### INPUT FOR THIS TASK:
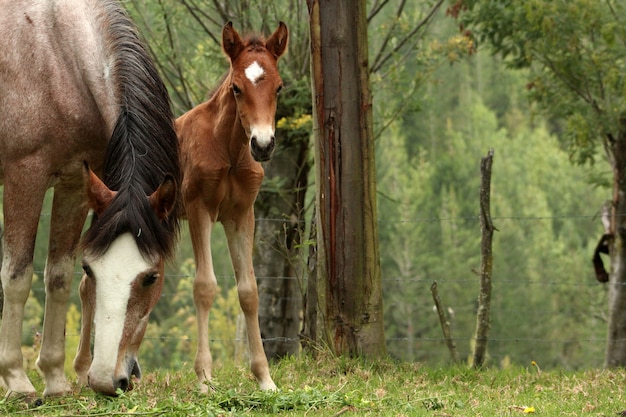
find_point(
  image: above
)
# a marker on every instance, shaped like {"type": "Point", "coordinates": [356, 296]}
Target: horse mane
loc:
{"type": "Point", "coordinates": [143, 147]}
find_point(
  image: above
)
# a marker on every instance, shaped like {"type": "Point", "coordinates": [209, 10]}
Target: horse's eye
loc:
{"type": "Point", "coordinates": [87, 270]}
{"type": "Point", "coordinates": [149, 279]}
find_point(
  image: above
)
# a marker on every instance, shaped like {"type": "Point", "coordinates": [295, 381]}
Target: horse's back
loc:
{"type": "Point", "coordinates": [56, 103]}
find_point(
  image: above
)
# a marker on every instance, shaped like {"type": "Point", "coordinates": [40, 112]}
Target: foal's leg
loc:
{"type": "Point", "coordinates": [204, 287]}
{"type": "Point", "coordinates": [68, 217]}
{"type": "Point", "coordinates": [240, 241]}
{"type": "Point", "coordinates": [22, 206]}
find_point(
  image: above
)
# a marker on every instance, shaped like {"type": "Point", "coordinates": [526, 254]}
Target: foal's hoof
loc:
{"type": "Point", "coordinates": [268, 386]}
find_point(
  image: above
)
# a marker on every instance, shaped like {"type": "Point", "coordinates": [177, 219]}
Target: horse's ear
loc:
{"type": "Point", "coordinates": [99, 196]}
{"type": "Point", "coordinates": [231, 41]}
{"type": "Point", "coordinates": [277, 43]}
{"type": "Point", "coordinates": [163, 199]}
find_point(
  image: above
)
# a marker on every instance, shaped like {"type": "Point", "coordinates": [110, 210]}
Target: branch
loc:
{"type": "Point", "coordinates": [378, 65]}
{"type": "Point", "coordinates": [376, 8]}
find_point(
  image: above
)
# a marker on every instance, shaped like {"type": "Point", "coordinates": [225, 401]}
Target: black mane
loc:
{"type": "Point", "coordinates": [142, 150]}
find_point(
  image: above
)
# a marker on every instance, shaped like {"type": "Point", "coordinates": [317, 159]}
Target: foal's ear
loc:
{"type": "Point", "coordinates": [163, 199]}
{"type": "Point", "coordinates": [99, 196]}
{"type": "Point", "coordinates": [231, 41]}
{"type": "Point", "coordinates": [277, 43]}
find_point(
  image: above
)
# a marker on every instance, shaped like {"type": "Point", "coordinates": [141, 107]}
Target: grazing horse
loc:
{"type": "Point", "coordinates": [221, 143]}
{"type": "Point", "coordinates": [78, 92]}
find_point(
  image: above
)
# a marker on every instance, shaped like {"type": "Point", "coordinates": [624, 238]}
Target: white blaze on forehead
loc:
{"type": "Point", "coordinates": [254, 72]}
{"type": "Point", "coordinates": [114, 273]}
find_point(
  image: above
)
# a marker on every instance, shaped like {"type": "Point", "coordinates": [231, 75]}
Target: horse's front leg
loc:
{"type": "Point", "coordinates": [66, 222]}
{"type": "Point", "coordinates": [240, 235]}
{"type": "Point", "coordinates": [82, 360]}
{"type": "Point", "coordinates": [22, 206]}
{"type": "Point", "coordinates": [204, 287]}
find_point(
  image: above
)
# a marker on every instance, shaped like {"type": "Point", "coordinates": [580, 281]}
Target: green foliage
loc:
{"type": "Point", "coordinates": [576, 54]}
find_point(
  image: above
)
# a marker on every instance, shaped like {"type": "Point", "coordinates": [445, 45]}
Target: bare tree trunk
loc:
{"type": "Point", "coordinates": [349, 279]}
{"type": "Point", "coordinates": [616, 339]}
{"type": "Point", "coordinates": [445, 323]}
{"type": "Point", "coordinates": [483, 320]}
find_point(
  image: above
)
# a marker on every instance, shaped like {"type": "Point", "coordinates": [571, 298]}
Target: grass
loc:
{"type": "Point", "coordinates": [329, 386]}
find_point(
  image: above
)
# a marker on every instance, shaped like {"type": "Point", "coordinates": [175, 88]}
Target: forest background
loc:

### EXERCISE REQUIREMENTS:
Return every line of the material in which the word "mane" is found.

### PROBLEM SOLUTION:
Target: horse mane
Target: black mane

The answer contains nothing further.